- [SUPPLIED RECORDS]:
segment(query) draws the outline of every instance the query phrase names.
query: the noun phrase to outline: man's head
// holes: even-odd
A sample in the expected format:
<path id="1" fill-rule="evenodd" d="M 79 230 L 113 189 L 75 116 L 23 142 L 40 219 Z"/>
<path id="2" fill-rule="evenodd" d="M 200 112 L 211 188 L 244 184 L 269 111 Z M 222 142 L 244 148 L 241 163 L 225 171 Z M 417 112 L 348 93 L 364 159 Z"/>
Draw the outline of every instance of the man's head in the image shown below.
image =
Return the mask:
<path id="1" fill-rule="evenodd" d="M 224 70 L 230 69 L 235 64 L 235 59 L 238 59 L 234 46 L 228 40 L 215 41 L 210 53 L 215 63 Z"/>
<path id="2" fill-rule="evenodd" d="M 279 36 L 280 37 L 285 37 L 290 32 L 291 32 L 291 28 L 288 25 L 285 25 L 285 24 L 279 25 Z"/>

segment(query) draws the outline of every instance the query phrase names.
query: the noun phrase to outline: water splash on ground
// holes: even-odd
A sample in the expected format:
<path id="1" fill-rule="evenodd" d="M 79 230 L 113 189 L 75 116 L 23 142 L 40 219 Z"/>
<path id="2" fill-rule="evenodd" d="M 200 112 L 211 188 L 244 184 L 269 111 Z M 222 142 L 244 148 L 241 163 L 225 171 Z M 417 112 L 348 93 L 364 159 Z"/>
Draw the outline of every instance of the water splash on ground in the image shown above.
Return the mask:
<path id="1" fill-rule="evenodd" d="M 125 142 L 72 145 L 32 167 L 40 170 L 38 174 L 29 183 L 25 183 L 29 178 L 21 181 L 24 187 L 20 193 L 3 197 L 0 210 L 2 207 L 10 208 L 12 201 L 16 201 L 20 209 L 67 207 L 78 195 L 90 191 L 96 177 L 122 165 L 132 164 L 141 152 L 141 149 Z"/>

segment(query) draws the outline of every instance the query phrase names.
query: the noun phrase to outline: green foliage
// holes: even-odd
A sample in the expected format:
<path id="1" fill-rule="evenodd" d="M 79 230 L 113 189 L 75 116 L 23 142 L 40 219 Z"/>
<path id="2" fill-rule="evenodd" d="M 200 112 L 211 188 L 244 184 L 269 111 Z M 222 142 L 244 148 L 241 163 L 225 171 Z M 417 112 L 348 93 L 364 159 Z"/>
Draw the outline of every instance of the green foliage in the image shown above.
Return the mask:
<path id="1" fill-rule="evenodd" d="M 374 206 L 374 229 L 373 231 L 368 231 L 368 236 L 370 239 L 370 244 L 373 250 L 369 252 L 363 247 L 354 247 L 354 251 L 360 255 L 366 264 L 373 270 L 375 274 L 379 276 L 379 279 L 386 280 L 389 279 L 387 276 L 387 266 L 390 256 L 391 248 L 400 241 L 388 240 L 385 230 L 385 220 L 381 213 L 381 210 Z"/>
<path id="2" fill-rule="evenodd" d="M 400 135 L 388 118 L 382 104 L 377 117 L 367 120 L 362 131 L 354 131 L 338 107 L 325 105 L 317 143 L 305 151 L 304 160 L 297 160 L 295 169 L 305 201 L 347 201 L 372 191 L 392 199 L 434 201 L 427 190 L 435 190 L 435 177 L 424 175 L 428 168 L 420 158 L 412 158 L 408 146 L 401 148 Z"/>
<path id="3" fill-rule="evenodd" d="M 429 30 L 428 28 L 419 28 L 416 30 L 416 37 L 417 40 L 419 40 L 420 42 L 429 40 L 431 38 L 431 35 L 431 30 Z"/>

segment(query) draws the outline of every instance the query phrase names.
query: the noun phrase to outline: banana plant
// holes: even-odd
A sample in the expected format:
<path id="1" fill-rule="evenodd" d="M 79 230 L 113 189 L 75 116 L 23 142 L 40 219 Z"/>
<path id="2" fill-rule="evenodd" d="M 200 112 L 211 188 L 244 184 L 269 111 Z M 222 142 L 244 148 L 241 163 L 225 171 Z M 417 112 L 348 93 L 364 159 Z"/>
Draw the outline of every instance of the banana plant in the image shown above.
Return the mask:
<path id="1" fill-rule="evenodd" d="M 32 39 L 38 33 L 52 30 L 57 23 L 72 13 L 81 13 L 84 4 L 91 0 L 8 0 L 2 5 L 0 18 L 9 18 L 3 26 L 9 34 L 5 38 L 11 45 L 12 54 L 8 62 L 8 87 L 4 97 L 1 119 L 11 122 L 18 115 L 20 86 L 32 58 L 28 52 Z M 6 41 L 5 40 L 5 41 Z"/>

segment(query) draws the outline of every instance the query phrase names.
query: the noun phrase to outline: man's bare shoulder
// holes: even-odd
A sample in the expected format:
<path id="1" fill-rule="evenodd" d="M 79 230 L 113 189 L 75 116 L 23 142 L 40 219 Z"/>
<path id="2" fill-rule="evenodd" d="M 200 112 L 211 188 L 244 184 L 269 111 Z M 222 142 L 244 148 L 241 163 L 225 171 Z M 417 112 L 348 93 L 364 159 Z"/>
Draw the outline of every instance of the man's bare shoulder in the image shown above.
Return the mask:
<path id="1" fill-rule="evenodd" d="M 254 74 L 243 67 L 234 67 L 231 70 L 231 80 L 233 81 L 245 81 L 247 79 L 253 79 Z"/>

- [TASK TO COMPLETE]:
Lay out every line of the entries above as a Markdown table with two columns, Row and Line. Number the rows consecutively and omit blank lines.

- [ANSWER]:
| Row | Line |
|---|---|
| 1 | segment(query) draws the outline of every instance the query phrase names. |
| 2 | query: the noun phrase to outline: man's head |
| 3 | // holes: even-odd |
| 4 | A sample in the expected format: |
| 5 | <path id="1" fill-rule="evenodd" d="M 79 230 L 113 189 L 75 116 L 23 142 L 40 219 Z"/> |
| 6 | <path id="2" fill-rule="evenodd" d="M 200 112 L 211 188 L 244 184 L 269 111 Z M 222 142 L 244 148 L 241 163 L 225 171 Z M 417 112 L 348 93 L 364 159 Z"/> |
| 7 | Draw the outline of every instance of the man's head in the image shown below. |
| 8 | image = |
| 9 | Return the mask: |
| 10 | <path id="1" fill-rule="evenodd" d="M 224 70 L 230 69 L 235 64 L 235 59 L 238 59 L 234 46 L 228 40 L 215 41 L 210 53 L 215 63 Z"/> |
| 11 | <path id="2" fill-rule="evenodd" d="M 279 36 L 280 37 L 285 37 L 290 32 L 291 32 L 291 28 L 288 25 L 285 25 L 285 24 L 279 25 Z"/> |
| 12 | segment(query) draws the outline of every instance the query phrase names. |
| 13 | query: the noun phrase to outline: water splash on ground |
| 14 | // holes: even-odd |
| 15 | A sample in the expected format: |
| 16 | <path id="1" fill-rule="evenodd" d="M 79 230 L 113 189 L 75 116 L 23 142 L 40 219 Z"/> |
| 17 | <path id="2" fill-rule="evenodd" d="M 200 112 L 211 188 L 244 184 L 269 111 Z M 222 142 L 244 148 L 241 163 L 225 171 Z M 417 112 L 348 93 L 364 159 Z"/> |
| 18 | Draw the outline of every instance of the water splash on ground in the image shown above. |
| 19 | Return the mask: |
| 20 | <path id="1" fill-rule="evenodd" d="M 125 142 L 72 145 L 32 167 L 40 170 L 38 174 L 29 183 L 25 183 L 29 178 L 21 181 L 24 187 L 20 193 L 3 197 L 0 210 L 2 207 L 10 208 L 12 201 L 16 201 L 20 209 L 67 207 L 78 195 L 90 191 L 96 177 L 122 165 L 132 164 L 141 152 L 141 149 Z"/> |
| 21 | segment(query) draws the outline of every instance the query phrase names. |
| 22 | query: the noun phrase to outline: green foliage |
| 23 | // holes: even-odd |
| 24 | A sample in the expected format: |
| 25 | <path id="1" fill-rule="evenodd" d="M 79 230 L 113 189 L 75 116 L 23 142 L 40 219 Z"/> |
| 26 | <path id="2" fill-rule="evenodd" d="M 200 112 L 211 188 L 244 184 L 269 111 Z M 222 142 L 244 148 L 241 163 L 225 171 Z M 417 112 L 348 93 L 364 159 Z"/> |
| 27 | Draw the outline of every instance of the green foliage in the image shown above. |
| 28 | Return the mask: |
| 29 | <path id="1" fill-rule="evenodd" d="M 374 206 L 374 229 L 373 231 L 368 231 L 368 236 L 370 239 L 370 244 L 373 250 L 369 252 L 363 247 L 354 247 L 354 251 L 360 255 L 366 264 L 373 270 L 375 274 L 379 276 L 379 279 L 386 280 L 389 279 L 387 276 L 387 266 L 390 256 L 391 248 L 400 241 L 388 240 L 385 230 L 385 220 L 381 213 L 381 210 Z"/> |
| 30 | <path id="2" fill-rule="evenodd" d="M 400 135 L 388 118 L 382 104 L 377 117 L 367 120 L 362 131 L 354 131 L 338 107 L 325 105 L 317 143 L 305 151 L 304 160 L 297 160 L 295 169 L 305 201 L 347 201 L 372 191 L 392 199 L 434 201 L 427 190 L 435 190 L 435 177 L 424 175 L 428 168 L 420 158 L 412 158 L 408 146 L 401 148 Z"/> |
| 31 | <path id="3" fill-rule="evenodd" d="M 429 30 L 428 28 L 419 28 L 416 30 L 416 37 L 417 40 L 419 40 L 420 42 L 429 40 L 431 38 L 431 35 L 431 30 Z"/> |
| 32 | segment(query) draws the outline of every instance the query phrase names. |
| 33 | query: the noun phrase to outline: banana plant |
| 34 | // holes: even-odd |
| 35 | A sample in the expected format: |
| 36 | <path id="1" fill-rule="evenodd" d="M 79 230 L 113 189 L 75 116 L 23 142 L 40 219 Z"/> |
| 37 | <path id="2" fill-rule="evenodd" d="M 200 112 L 211 188 L 244 184 L 269 111 Z M 222 142 L 244 148 L 241 163 L 225 171 Z M 417 112 L 348 93 L 364 159 Z"/> |
| 38 | Draw the outline of every instance of the banana plant in the image shown above. |
| 39 | Return the mask: |
| 40 | <path id="1" fill-rule="evenodd" d="M 32 39 L 38 33 L 52 30 L 57 23 L 72 13 L 81 13 L 84 4 L 91 0 L 8 0 L 2 5 L 0 18 L 9 18 L 3 26 L 9 34 L 5 38 L 11 45 L 12 54 L 8 62 L 8 87 L 4 97 L 1 119 L 11 122 L 18 115 L 20 86 L 32 58 L 28 52 Z M 6 41 L 5 40 L 5 41 Z"/> |
| 41 | segment(query) draws the outline of every instance the query phrase names. |
| 42 | query: the noun phrase to outline: man's bare shoulder |
| 43 | // holes: even-odd |
| 44 | A sample in the expected format: |
| 45 | <path id="1" fill-rule="evenodd" d="M 79 230 L 113 189 L 75 116 L 23 142 L 40 219 Z"/> |
| 46 | <path id="2" fill-rule="evenodd" d="M 200 112 L 211 188 L 244 184 L 269 111 Z M 222 142 L 244 148 L 241 163 L 225 171 Z M 417 112 L 348 93 L 364 159 Z"/> |
| 47 | Draw the outline of every instance of the man's bare shoulder in the image shown above. |
| 48 | Return the mask: |
| 49 | <path id="1" fill-rule="evenodd" d="M 254 74 L 243 67 L 234 67 L 231 70 L 231 80 L 233 81 L 245 81 L 247 79 L 253 79 Z"/> |